## Text provided
====

4. Now is the ideal time to reposition commercial organizations for future growth

For some firms, as demand collapses in one channel, resources and efforts need to be shifted in order to grow another. Many food and beverage companies have a strong footprint in both the retail and out-of-home channel. One cannot presently image two more distinct business climates. Out-of-home has shrunk down to near-zero due to lockdowns, whereas retail business is thriving.

It is an essential exercise to reimagine how things will be different after the crisis and what a successful commercial organization will look like in the future. In some industries and categories, COVID-19 is likely to lead to permanent shifts in channel behaviour yet in other channels behaviour may be indifferent from before the crisis. In most cases it will actually only speed up shifts that have already started. Consequently, here it makes sense that short and long term organizational changes are as aligned as possible based on key questions such as:
  • How will the market look like post-COVID19, including the customer and competitive landscape?
  • Is our go-to-market model future proof? Should we still sell everything to everyone and everywhere?
  • Do we sufficiently prioritize the future winners among our customers?
  • Do we need a centralized key account strategy to the rise of Amazon and hard discounters?
  • What should our revised commercial organization look like in terms of FTE allocation, competences and enablers?

More agile commercial organizations will succeed by restructuring as necessary, adapt its competencies, and invest in systems enablers in preparation for the eventual economic rebound.

====

## Given information
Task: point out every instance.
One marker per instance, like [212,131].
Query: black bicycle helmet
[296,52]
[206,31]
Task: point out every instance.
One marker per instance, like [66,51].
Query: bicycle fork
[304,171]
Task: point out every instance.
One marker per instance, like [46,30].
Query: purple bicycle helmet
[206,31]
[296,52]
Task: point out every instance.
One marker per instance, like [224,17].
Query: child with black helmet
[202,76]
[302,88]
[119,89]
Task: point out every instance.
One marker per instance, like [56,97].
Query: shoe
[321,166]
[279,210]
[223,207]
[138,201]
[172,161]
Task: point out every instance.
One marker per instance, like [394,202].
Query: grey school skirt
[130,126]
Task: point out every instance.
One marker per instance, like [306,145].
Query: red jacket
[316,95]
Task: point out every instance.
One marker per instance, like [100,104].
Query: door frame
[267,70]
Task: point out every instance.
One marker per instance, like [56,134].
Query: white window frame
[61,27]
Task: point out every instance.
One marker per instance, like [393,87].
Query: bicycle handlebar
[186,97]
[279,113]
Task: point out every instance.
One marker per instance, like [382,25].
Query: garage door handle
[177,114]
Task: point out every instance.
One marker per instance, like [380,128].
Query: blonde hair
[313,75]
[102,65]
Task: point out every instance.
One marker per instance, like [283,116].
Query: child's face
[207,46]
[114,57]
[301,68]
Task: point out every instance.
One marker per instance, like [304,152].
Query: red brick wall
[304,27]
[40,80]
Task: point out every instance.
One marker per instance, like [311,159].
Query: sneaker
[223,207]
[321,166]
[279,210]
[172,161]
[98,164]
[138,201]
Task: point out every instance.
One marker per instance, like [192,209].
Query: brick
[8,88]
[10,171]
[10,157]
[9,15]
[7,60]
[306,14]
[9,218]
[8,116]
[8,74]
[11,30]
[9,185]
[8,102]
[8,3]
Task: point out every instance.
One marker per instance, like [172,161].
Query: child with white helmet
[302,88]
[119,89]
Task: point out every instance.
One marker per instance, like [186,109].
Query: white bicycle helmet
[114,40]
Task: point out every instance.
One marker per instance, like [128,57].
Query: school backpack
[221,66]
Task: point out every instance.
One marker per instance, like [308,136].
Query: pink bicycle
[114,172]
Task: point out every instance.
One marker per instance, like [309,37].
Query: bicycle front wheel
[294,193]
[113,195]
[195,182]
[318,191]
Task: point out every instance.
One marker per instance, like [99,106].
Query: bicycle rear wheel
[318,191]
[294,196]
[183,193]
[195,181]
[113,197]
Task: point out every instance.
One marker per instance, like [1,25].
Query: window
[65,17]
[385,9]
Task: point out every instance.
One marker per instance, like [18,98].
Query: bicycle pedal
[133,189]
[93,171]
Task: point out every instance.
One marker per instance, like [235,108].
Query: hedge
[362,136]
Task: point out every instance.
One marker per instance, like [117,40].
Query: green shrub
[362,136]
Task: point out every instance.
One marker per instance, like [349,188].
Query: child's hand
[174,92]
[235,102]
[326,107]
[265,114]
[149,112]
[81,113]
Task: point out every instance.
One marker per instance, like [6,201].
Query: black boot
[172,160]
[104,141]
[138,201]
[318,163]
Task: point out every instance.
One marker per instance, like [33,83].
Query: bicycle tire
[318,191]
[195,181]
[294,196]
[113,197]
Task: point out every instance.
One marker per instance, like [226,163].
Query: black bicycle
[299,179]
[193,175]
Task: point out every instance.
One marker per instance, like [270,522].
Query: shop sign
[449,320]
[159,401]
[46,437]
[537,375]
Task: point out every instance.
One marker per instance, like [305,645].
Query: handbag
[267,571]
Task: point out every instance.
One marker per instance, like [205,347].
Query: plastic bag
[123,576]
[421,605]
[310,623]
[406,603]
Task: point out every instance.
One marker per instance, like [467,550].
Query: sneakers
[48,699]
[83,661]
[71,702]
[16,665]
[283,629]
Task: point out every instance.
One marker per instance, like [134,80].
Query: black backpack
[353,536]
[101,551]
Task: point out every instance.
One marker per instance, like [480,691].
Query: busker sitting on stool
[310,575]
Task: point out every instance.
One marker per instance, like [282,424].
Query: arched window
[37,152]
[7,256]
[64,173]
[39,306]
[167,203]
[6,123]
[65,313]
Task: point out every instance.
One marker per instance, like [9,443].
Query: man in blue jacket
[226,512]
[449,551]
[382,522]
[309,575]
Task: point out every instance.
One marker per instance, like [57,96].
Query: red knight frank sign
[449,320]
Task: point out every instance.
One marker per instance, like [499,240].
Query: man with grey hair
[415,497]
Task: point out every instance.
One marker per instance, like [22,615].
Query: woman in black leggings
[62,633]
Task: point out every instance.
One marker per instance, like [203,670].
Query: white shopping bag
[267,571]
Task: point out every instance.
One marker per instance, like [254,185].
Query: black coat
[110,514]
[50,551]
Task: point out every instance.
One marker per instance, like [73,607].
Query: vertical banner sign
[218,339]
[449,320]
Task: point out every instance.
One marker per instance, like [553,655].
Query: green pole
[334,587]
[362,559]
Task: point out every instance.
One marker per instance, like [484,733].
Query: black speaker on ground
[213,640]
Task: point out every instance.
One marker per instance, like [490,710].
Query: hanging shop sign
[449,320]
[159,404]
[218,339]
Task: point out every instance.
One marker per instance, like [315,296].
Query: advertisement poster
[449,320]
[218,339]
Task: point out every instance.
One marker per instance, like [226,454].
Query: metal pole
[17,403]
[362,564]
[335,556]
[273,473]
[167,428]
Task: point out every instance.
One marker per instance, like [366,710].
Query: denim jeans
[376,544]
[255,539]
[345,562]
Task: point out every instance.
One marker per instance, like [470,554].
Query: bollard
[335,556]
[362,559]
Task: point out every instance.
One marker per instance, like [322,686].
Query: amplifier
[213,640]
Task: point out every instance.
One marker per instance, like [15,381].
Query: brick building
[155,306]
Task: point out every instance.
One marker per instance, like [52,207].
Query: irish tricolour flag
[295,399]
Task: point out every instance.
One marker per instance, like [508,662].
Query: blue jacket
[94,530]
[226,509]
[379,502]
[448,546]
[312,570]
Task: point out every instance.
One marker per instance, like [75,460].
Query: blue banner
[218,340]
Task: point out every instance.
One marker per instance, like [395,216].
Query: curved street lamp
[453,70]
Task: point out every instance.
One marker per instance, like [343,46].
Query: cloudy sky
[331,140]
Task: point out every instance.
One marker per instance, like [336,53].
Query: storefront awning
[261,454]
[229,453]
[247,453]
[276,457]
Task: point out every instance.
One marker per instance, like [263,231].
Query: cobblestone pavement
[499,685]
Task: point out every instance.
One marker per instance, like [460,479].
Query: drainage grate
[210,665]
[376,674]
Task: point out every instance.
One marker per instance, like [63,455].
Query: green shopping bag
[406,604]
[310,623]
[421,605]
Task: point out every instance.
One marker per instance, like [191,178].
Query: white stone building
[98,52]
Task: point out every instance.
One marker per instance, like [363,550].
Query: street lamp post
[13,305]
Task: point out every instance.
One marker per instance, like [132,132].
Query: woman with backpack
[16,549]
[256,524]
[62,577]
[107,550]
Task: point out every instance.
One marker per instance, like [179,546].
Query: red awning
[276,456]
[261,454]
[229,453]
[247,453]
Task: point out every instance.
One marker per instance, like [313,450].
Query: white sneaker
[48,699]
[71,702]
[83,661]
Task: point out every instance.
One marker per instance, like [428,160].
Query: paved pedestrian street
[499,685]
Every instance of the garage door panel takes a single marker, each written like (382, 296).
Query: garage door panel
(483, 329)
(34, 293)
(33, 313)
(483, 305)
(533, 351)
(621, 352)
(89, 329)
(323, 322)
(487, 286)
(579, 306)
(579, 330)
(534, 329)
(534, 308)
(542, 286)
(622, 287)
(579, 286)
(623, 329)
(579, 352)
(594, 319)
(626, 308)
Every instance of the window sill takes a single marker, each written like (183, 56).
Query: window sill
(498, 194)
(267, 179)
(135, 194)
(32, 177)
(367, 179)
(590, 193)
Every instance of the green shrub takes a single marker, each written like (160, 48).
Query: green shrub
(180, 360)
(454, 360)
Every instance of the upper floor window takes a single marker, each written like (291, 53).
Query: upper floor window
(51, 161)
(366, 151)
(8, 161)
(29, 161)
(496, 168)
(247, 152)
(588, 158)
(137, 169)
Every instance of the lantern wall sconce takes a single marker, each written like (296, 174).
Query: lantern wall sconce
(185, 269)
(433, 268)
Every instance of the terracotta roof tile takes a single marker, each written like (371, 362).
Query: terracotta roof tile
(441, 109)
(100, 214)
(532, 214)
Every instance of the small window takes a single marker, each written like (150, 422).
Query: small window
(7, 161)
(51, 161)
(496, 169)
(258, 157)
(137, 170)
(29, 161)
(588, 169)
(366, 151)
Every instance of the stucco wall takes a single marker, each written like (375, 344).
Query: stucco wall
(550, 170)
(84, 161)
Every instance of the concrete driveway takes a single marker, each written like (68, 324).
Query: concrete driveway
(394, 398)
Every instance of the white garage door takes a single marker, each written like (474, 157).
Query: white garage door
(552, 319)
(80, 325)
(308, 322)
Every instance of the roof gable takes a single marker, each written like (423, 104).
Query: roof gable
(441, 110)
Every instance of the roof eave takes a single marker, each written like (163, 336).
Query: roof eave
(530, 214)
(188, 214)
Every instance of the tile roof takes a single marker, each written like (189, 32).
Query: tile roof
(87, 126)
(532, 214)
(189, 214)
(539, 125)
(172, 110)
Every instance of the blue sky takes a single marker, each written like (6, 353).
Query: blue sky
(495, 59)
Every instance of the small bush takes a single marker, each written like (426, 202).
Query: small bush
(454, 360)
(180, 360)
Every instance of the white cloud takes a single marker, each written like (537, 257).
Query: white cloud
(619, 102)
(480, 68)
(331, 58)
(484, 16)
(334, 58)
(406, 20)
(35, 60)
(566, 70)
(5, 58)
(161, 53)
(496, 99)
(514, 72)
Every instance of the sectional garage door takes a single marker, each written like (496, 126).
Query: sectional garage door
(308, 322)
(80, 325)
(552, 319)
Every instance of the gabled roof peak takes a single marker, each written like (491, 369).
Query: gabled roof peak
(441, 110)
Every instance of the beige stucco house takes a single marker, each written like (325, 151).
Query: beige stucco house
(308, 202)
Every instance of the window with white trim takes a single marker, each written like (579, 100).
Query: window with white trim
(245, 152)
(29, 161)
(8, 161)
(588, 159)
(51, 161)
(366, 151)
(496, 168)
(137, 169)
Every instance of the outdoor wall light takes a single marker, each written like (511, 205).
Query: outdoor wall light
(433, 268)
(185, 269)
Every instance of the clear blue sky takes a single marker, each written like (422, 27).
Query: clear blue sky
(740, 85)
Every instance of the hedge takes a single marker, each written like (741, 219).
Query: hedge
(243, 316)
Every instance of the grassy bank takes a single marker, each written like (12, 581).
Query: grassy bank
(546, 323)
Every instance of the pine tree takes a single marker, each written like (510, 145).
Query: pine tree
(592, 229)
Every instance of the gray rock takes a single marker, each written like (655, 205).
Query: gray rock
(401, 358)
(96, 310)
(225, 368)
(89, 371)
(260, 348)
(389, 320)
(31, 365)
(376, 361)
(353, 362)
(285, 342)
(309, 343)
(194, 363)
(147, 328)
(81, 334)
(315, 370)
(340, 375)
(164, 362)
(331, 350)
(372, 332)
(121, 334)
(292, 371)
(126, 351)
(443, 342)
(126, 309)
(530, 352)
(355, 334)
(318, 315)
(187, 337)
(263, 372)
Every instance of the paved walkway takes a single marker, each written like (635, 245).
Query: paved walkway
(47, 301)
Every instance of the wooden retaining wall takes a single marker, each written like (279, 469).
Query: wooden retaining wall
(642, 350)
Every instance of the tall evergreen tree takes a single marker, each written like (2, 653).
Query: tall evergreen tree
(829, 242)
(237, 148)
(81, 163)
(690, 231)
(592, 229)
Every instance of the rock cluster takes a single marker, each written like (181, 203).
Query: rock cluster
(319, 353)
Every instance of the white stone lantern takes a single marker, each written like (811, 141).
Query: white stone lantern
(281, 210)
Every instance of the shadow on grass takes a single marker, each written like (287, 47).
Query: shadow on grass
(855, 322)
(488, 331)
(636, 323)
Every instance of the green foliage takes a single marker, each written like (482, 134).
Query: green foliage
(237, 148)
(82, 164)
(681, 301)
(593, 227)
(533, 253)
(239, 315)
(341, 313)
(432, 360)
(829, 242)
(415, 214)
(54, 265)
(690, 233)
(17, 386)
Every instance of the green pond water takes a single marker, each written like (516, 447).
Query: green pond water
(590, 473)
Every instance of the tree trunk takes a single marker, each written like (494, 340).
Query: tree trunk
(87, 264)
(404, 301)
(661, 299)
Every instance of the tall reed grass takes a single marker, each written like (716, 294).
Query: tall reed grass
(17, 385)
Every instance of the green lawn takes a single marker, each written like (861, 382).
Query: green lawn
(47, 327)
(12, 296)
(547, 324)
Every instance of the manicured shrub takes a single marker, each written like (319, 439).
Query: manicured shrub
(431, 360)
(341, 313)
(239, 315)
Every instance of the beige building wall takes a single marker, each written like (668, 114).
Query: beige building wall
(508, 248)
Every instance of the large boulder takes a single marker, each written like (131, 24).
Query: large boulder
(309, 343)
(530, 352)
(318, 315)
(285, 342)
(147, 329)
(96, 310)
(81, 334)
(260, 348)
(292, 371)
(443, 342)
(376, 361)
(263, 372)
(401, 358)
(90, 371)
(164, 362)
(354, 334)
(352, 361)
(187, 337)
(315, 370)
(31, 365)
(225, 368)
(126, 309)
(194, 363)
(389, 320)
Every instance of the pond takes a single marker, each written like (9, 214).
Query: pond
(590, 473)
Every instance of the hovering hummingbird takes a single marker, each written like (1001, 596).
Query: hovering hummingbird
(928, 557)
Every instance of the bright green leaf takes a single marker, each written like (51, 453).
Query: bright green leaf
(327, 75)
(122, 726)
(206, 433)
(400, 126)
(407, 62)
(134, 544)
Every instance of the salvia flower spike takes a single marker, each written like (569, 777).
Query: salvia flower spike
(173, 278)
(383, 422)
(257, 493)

====

## What is required
Reproduce word for word the passage of the text on repositioning commercial organizations, starting with "It is an essential" and going on through "everyone and everywhere?".

## Task answer
It is an essential exercise to reimagine how things will be different after the crisis and what a successful commercial organization will look like in the future. In some industries and categories, COVID-19 is likely to lead to permanent shifts in channel behaviour yet in other channels behaviour may be indifferent from before the crisis. In most cases it will actually only speed up shifts that have already started. Consequently, here it makes sense that short and long term organizational changes are as aligned as possible based on key questions such as:
  • How will the market look like post-COVID19, including the customer and competitive landscape?
  • Is our go-to-market model future proof? Should we still sell everything to everyone and everywhere?